— begin RAW RECORDS —
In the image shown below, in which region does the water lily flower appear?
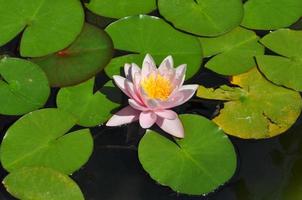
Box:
[106,54,198,138]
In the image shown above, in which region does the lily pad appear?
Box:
[33,24,113,87]
[0,57,50,115]
[0,0,84,57]
[138,114,236,195]
[0,108,93,174]
[199,27,264,75]
[3,167,84,200]
[256,29,302,91]
[242,0,302,30]
[106,15,202,78]
[158,0,243,36]
[86,0,156,18]
[57,78,122,127]
[197,68,302,139]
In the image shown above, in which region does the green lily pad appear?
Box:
[197,68,302,139]
[158,0,243,36]
[138,114,236,195]
[241,0,302,30]
[85,0,156,18]
[199,27,264,75]
[33,24,113,87]
[256,29,302,91]
[57,78,122,127]
[106,15,202,78]
[3,167,84,200]
[0,108,93,174]
[0,57,50,115]
[0,0,84,57]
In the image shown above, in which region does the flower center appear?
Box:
[141,74,173,101]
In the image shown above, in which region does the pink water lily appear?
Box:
[106,54,198,138]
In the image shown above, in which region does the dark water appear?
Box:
[0,4,302,200]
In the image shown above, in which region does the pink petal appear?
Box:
[173,64,187,87]
[160,85,198,109]
[154,110,177,119]
[124,63,131,80]
[106,106,140,126]
[125,81,144,104]
[142,54,157,77]
[128,99,148,111]
[124,63,141,82]
[139,111,157,128]
[113,75,131,97]
[156,117,184,138]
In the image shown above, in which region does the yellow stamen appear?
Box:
[141,74,173,101]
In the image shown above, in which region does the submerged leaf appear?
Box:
[0,0,84,57]
[138,114,236,195]
[197,68,302,139]
[105,15,202,78]
[0,108,93,174]
[158,0,243,36]
[0,57,50,115]
[57,78,122,127]
[3,167,84,200]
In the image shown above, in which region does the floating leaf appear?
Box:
[256,29,302,91]
[197,68,302,139]
[199,27,264,75]
[33,24,113,86]
[158,0,243,36]
[57,78,122,127]
[0,0,84,57]
[0,109,93,174]
[3,167,84,200]
[242,0,302,30]
[86,0,156,18]
[105,15,202,78]
[138,115,236,195]
[0,57,50,115]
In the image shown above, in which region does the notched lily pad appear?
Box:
[33,24,113,87]
[138,114,236,195]
[197,68,302,139]
[105,15,202,78]
[158,0,243,36]
[199,27,264,75]
[85,0,156,18]
[0,108,93,174]
[0,0,84,57]
[242,0,302,30]
[0,57,50,115]
[57,78,122,127]
[3,167,84,200]
[256,29,302,91]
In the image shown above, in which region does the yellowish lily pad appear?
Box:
[197,68,302,139]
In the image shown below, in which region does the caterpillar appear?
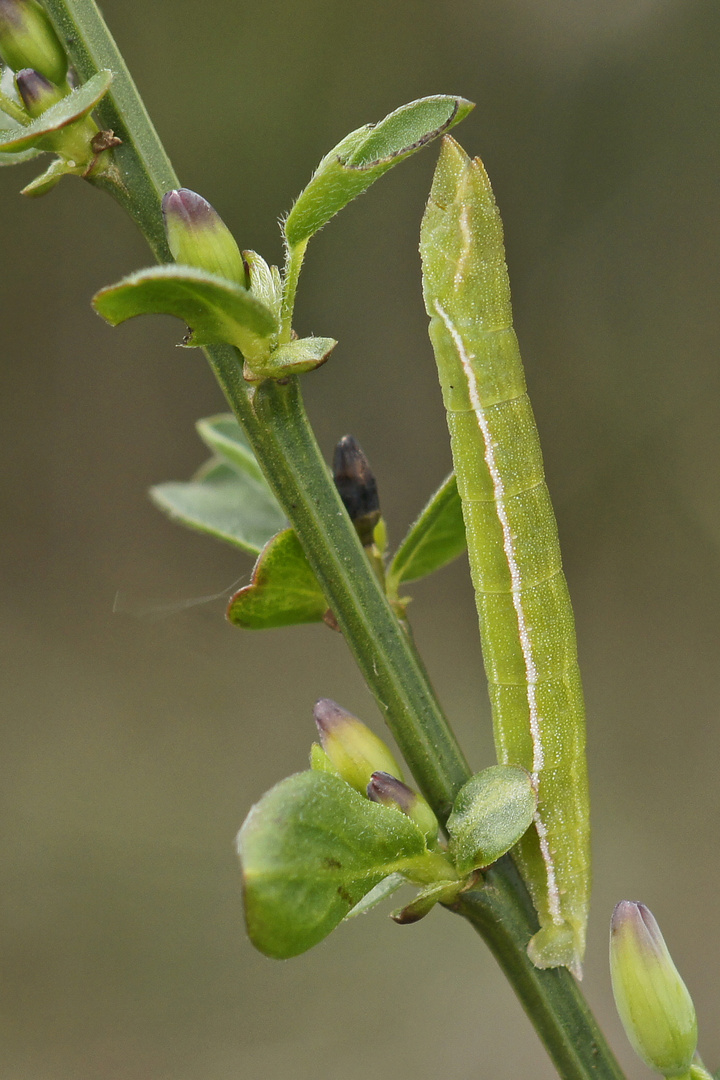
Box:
[420,136,589,977]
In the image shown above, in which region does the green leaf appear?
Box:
[285,95,474,247]
[447,765,538,874]
[0,145,43,168]
[228,529,327,630]
[21,158,74,199]
[195,413,267,483]
[237,771,426,959]
[150,459,285,555]
[244,338,338,382]
[0,70,112,153]
[388,473,467,595]
[93,264,277,361]
[391,881,464,927]
[345,874,408,919]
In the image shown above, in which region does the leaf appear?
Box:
[243,338,338,382]
[93,264,277,360]
[390,881,464,927]
[447,765,538,874]
[21,158,74,199]
[195,413,266,483]
[0,70,112,153]
[285,95,474,247]
[0,145,43,168]
[345,874,408,919]
[237,771,425,959]
[150,459,286,555]
[228,529,327,630]
[388,473,467,595]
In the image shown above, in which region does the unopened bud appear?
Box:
[313,698,402,795]
[367,772,438,842]
[0,0,68,83]
[162,188,247,288]
[15,65,64,118]
[610,900,697,1077]
[332,435,380,548]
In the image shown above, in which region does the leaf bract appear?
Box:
[0,70,112,153]
[285,94,474,247]
[447,765,538,874]
[228,529,327,630]
[237,771,426,959]
[93,264,277,360]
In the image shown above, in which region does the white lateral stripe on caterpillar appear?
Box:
[435,300,562,924]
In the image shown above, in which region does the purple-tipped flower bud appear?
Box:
[367,772,438,842]
[313,698,402,795]
[163,188,247,288]
[332,435,380,548]
[0,0,68,83]
[15,68,63,117]
[610,900,697,1077]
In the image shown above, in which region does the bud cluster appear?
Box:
[311,698,438,847]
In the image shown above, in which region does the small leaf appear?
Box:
[93,265,277,360]
[21,158,69,199]
[345,874,408,919]
[0,70,112,153]
[388,473,467,595]
[244,338,338,382]
[237,771,425,959]
[0,145,43,168]
[391,881,464,927]
[285,95,474,247]
[195,413,267,483]
[228,529,327,630]
[447,765,538,874]
[150,459,285,555]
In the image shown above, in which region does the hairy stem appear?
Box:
[39,0,622,1080]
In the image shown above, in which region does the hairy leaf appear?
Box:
[447,765,538,874]
[93,264,277,360]
[388,473,467,594]
[285,95,474,247]
[0,71,112,153]
[237,771,426,959]
[228,529,327,630]
[150,459,286,555]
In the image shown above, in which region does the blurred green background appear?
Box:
[0,0,720,1080]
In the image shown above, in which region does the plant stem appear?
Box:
[44,0,622,1080]
[280,240,308,343]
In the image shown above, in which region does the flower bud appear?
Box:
[610,900,697,1077]
[313,698,402,795]
[163,188,247,288]
[0,0,68,83]
[14,65,64,119]
[367,772,438,843]
[332,435,380,548]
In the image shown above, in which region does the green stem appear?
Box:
[38,0,622,1080]
[452,855,624,1080]
[280,240,308,343]
[0,91,30,127]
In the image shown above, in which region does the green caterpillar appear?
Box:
[420,136,589,977]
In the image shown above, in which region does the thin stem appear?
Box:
[280,240,308,342]
[38,0,622,1080]
[0,91,30,127]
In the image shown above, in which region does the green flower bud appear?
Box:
[0,0,68,83]
[610,900,697,1077]
[163,188,247,288]
[313,698,402,795]
[14,65,64,119]
[367,772,439,843]
[332,435,380,548]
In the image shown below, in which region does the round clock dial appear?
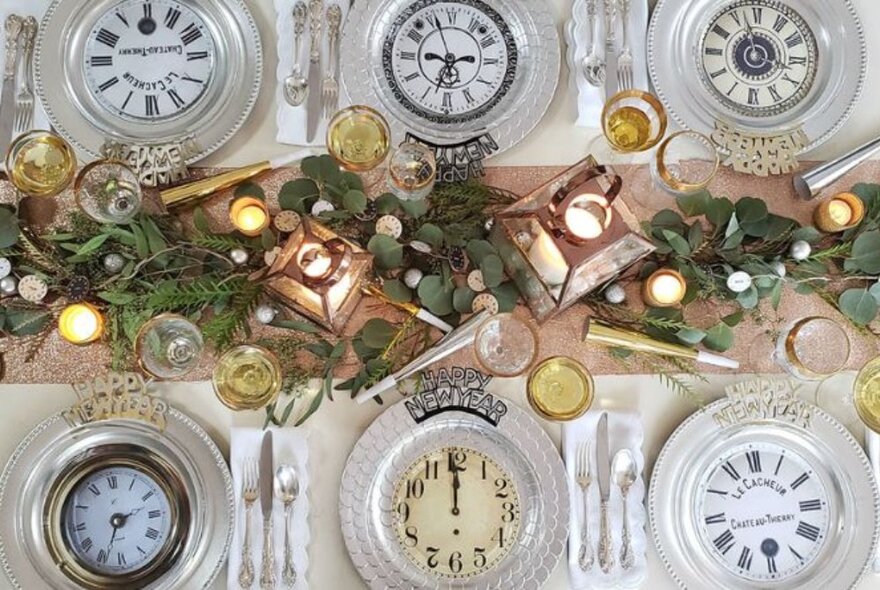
— end RAW RECORDS —
__TASK OBJECTIVE__: Copy the items above exactly, from the line that contains "In the image shown above, in which region does the plant" through the end of the items, including both ends. Omit the pictures from your copy.

__REPLY__:
In the image shown above, in which region does the plant stem appear?
Box:
[44,0,622,1080]
[280,240,308,343]
In the image shown above, in which region does the flower bud appear?
Box:
[610,900,697,1077]
[313,698,402,795]
[163,188,247,288]
[0,0,68,83]
[14,65,64,119]
[367,772,438,843]
[332,435,380,548]
In the image shown above, in which region does the green stem appear?
Box:
[38,0,622,1080]
[452,855,624,1080]
[280,240,308,343]
[0,91,30,127]
In the image shown above, in which region does the green caterpillar appear?
Box:
[420,136,589,977]
In the image shown above, in which region does the thin stem appear?
Box:
[280,240,308,342]
[38,0,622,1080]
[0,91,30,127]
In the image shown above, in which region does the green flower bud appear?
Box:
[0,0,68,83]
[610,900,697,1077]
[163,188,247,288]
[313,698,402,795]
[14,65,64,119]
[367,772,439,843]
[332,435,380,548]
In the image shown below, in which region does the round clock dial appear?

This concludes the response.